# Given entries start
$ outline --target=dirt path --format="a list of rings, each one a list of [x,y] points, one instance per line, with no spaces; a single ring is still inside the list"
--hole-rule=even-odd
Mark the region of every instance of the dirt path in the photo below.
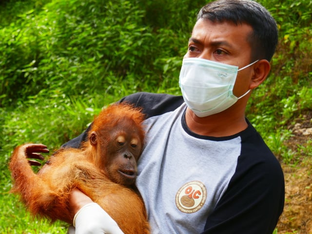
[[[312,111],[296,122],[290,127],[294,136],[287,145],[299,155],[293,165],[282,163],[285,203],[277,226],[278,234],[312,234]],[[310,152],[305,151],[307,148]]]

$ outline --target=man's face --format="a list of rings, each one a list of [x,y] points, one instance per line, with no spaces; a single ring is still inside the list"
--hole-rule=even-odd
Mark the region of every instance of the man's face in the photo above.
[[[252,50],[247,38],[252,31],[246,24],[236,25],[200,19],[194,26],[184,58],[204,58],[241,68],[251,63]],[[253,66],[238,72],[233,90],[235,96],[249,89],[253,72]]]

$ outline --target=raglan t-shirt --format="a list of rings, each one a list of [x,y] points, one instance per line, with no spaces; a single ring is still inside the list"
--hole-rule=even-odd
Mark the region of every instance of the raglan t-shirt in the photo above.
[[[119,101],[146,116],[136,184],[152,234],[272,234],[284,206],[283,172],[247,119],[234,135],[203,136],[188,128],[181,96],[138,93]]]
# Given entries end
• What the task requires:
Switch "even-odd" to "nonzero" wherever it occurs in the rows above and write all the rows out again with nothing else altered. Leave the pictures out of your answer.

• Reply:
$ outline --target=dirt path --format="a list of rings, each one a list of [x,y] points, one instance per line, with no spaces; a single ring is still inside the list"
--hole-rule=nonzero
Mark the region of every instance of the dirt path in the photo below.
[[[312,111],[296,122],[290,127],[294,136],[287,145],[299,155],[293,165],[282,163],[285,203],[277,226],[278,234],[312,234]],[[310,152],[305,151],[307,148]]]

$ outline --target=man's face --format="a list of rings, each one a list of [x,y] points, one instance per line, with no spaces; a single ring is still inside the list"
--hole-rule=nonzero
Mark the region of every instance of the man's face in the photo above.
[[[252,50],[247,38],[252,31],[246,24],[236,25],[200,19],[194,26],[184,58],[204,58],[241,68],[251,63]],[[253,66],[238,72],[233,90],[235,96],[249,89],[253,72]]]

$ outline --target=raglan t-shirt --format="a list of rings, each one a list of [x,y] points, one instance per line, with no spaces; a single ring is still inside the list"
--hole-rule=nonzero
Mark the region of every instance of the raglan t-shirt in the photo above.
[[[119,101],[146,116],[136,184],[152,234],[272,234],[284,206],[283,172],[247,119],[234,135],[203,136],[188,128],[181,96],[138,93]]]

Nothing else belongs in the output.